Task objective
The entries are to be returned exactly, with images left out.
###
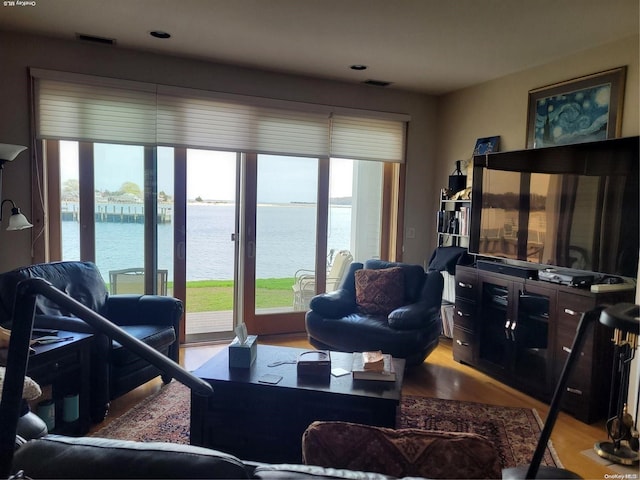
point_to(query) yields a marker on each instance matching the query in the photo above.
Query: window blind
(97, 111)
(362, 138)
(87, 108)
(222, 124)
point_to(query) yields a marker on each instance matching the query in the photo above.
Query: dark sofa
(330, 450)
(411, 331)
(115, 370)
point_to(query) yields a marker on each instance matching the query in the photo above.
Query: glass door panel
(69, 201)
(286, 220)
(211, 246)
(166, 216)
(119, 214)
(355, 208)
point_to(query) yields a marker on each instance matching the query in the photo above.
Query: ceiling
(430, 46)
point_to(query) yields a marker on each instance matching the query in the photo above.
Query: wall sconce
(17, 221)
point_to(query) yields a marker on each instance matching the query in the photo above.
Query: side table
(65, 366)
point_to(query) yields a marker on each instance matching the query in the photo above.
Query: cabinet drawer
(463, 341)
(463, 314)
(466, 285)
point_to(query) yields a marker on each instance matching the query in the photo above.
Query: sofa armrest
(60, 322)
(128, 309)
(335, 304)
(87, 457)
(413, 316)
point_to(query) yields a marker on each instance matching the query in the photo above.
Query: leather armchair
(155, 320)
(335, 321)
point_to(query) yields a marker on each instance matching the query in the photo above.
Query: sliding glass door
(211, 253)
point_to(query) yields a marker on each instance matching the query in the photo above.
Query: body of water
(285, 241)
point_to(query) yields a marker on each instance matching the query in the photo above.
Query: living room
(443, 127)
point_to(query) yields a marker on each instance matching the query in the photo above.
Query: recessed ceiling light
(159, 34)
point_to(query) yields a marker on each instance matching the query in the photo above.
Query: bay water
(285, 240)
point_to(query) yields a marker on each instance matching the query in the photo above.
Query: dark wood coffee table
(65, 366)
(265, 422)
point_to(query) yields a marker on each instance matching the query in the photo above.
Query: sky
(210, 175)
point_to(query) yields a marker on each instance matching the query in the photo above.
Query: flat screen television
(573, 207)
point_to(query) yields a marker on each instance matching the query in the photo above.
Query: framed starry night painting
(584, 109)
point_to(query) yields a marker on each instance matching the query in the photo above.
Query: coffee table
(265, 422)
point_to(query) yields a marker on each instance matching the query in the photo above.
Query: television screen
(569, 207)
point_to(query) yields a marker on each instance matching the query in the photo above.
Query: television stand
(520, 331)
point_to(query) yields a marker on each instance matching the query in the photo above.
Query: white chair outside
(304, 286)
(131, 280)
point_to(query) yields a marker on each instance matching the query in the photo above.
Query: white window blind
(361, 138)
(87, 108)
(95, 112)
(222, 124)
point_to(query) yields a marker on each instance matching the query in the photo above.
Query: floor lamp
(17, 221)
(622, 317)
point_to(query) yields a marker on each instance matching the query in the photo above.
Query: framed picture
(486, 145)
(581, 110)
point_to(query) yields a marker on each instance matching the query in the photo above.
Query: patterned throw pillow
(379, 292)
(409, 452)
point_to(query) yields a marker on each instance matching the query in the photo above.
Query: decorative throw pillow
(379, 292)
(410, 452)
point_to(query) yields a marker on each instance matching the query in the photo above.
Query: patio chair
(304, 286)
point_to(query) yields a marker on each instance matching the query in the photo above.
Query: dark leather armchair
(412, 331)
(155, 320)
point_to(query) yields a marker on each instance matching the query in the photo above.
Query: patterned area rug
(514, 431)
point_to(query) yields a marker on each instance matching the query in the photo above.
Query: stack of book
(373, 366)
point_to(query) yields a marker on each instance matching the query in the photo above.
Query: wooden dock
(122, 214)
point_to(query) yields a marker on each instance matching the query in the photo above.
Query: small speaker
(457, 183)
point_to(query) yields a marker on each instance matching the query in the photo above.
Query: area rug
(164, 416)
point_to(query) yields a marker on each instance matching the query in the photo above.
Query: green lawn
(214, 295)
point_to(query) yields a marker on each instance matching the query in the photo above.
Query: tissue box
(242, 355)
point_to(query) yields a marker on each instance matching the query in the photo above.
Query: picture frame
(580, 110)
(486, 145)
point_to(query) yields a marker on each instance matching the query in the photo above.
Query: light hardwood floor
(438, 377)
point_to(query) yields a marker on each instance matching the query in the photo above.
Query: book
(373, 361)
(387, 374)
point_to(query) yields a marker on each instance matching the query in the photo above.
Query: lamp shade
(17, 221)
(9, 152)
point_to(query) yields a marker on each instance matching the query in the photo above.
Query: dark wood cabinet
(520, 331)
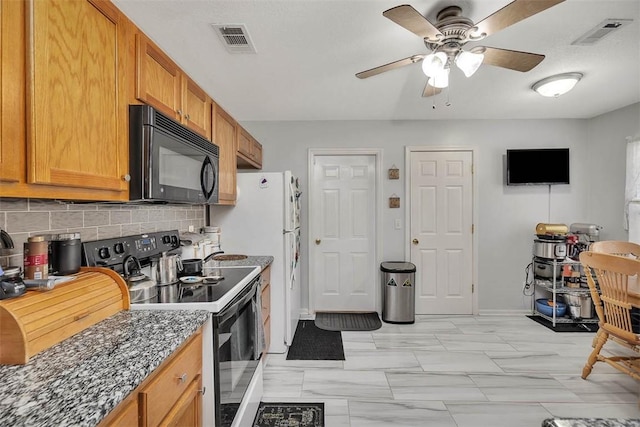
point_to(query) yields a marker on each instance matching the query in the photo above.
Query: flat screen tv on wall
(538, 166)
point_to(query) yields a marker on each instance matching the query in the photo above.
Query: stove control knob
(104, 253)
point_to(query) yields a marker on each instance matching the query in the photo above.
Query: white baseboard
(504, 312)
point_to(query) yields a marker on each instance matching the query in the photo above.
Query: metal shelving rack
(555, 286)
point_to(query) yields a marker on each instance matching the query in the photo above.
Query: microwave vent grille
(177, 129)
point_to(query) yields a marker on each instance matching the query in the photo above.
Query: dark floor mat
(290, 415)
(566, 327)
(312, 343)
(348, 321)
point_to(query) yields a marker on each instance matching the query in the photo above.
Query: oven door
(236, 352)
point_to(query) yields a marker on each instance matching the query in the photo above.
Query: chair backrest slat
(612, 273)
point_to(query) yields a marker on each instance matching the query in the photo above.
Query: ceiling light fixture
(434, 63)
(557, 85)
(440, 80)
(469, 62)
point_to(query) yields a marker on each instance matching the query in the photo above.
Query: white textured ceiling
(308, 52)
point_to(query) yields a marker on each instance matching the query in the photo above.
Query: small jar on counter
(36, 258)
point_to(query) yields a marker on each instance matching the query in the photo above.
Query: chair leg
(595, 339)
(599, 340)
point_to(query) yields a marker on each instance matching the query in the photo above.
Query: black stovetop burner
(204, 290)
###
Answer space
point_to(query) yields a marker on each instance matching the query in the photo above.
Query: window blind
(97, 111)
(362, 138)
(87, 108)
(222, 124)
point_to(query) yields a marker on each instance matching the query in the photo above.
Query: dark sofa
(330, 450)
(411, 331)
(115, 370)
point_to(query) yields a marker on each instance matching the query in the photo above.
Query: glass door panel
(69, 201)
(286, 220)
(211, 246)
(166, 216)
(119, 214)
(355, 208)
point_to(query) yields a marker on each instance matching the query in the photo above.
Query: ceiling
(430, 46)
point_to(query) yields a marker on each instance matching the query in the photo above.
Query: wall sconce
(17, 221)
point_to(query) yields a marker on each instance matching the query in the photo above.
Query: side table
(65, 366)
point_to(query) yields a marker on each instance matching the query in the photo above.
Query: cabinet drawer
(463, 341)
(463, 314)
(466, 285)
point_to(query) yields a marker on each instance matching the query in the photo above.
Query: sofa armrest
(60, 322)
(128, 309)
(335, 304)
(87, 457)
(413, 316)
point_to(query) yields a marker on each instance matching the query in the photo above.
Query: leather armchair
(155, 320)
(335, 321)
point_to(query) yields a marker on each instance matching the query in the photo above.
Query: sliding glass door
(211, 253)
point_to(query) yields a marker on each instance matching the query in the photo above.
Query: body of water
(285, 241)
point_to(query) yields a marker on each instance matching the query in the photo above.
Query: living room
(443, 127)
point_to(query) yields a marker on each instance matching the query in the photo above.
Query: recessed ceiling light
(159, 34)
point_to(query) yields a marker on each instance matching the query in the photo above.
Query: bay water
(285, 240)
point_to(query) yields a marker on each instance matching the query in the photo above.
Query: dark wood coffee table
(65, 366)
(265, 422)
point_to(query) yields a marker on each instance matching the query in the photo above.
Query: sky
(210, 175)
point_to(query) yields a marker on each instance matching the query in the photo above.
Query: flat screen television
(573, 207)
point_to(query) yields a marker on each instance matching the query in the photo above.
Query: framed starry night painting
(584, 109)
point_to(query) yields a marker on each instance matching the query in the photo above.
Query: coffee table
(265, 422)
point_to(query) yields a marker on each instance matching the query in the photo above.
Query: television screen
(569, 207)
point_to(query) yields a marker on each instance matching the query in the photo above.
Query: television stand
(520, 331)
point_to(query) yields a marker on each instance matching the query in the photo above.
Query: white chair outside
(304, 286)
(131, 280)
point_to(query) yields a marker on each instance matching the query in the photo above.
Query: white window blind
(361, 138)
(87, 108)
(95, 112)
(222, 124)
point_to(query) yields a marker on each instance matching the query in the photo above.
Query: floor lamp
(17, 221)
(622, 317)
point_to(query) yields a marker on each instance matching the query in the photo above.
Query: framed picture
(486, 145)
(581, 110)
point_to(query) yields a marker on each instance matching the query in the photo above.
Query: patterned throw pillow
(379, 292)
(409, 452)
point_to(query) yields a marker on each instance matching the query in the photo above.
Query: decorative throw pillow
(379, 292)
(410, 452)
point_to(query) yields a marker on each instance matching the query in the photo above.
Query: patio chair
(304, 286)
point_to(query) yields a marker on each instance matching the query in the photo above.
Query: dark leather armchair
(412, 331)
(155, 320)
point_to(query) yields a marker on each instance matching the query in the photo above.
Query: patterned area rug
(514, 431)
point_to(query) yields a marker on each instance matching the query in the photo above.
Query: stack of book
(373, 366)
point_to(query) yields a marker on each instance matching the query in the photo above.
Query: wooden dock
(122, 214)
point_to(query) yields a marker on each instance matching the query in the photo above.
Query: small speaker
(457, 183)
point_to(query) yields a marker on each instance matching the query in the photo above.
Query: area rug
(164, 416)
point_to(query) yields a marker on each instance matching the query in the photo above.
Query: green lawn
(214, 295)
point_to(query) yields a marker on each instance matching the query in the photo above.
Query: tissue box
(242, 355)
point_to(query) yields a marker on each instance matching the query in the photo above.
Query: picture frame
(580, 110)
(486, 145)
point_to(query) yields a marker on each instance matching the query in the photo above.
Query: light hardwood floor
(438, 377)
point_to(query) yields a marker on each instance matching the query in the photo above.
Query: book
(373, 361)
(387, 374)
point_to(query) yields a marker on each instance matching the query in the photo above.
Query: lamp shade
(17, 221)
(9, 152)
point_to(query) yields a marker on each instance matching the query in the photo above.
Query: dark wood cabinet
(520, 331)
point_to(query) yields a marker on each instance matching the query in the photo above.
Query: flat screen tv on wall
(538, 166)
point_to(query) yields a marker on each instance matching the query in the photo above.
Query: stove control knob
(104, 253)
point_to(query) yields a marker on each instance matching the query in the photo above.
Query: white baseboard
(504, 312)
point_to(query) yields a marker on each instance matching the query in the photo above.
Query: metal shelving rack
(555, 286)
point_to(query) yields a marker on each instance matching the query in the photo above.
Query: microwave vent grille
(177, 129)
point_to(query) yields a marker on each instance matching the query in the photo above.
Query: dark floor mat
(290, 415)
(566, 327)
(312, 343)
(348, 321)
point_to(query) yields a marker on each instance matching the query in the photo above.
Query: oven door
(236, 352)
point_to(query) yields a marker on each instance matching the query in the photo above.
Query: chair backrest slat
(612, 273)
point_to(query) yields a marker on each instance matching the query in the photo above.
Query: ceiling light fixture
(434, 63)
(557, 85)
(440, 80)
(469, 62)
point_to(query) yields a marker on each instance matching the query in the photo above.
Query: white textured ceiling
(308, 52)
point_to(query) yields a marker on each instance matching the query in the photo above.
Query: small jar on counter
(36, 258)
point_to(query) yields a marker on each instance matching the query in the photo above.
Query: chair leg
(595, 339)
(599, 340)
point_to(query) yields a marker on each instance matching the query in the photo above.
Query: black stovetop burner
(204, 290)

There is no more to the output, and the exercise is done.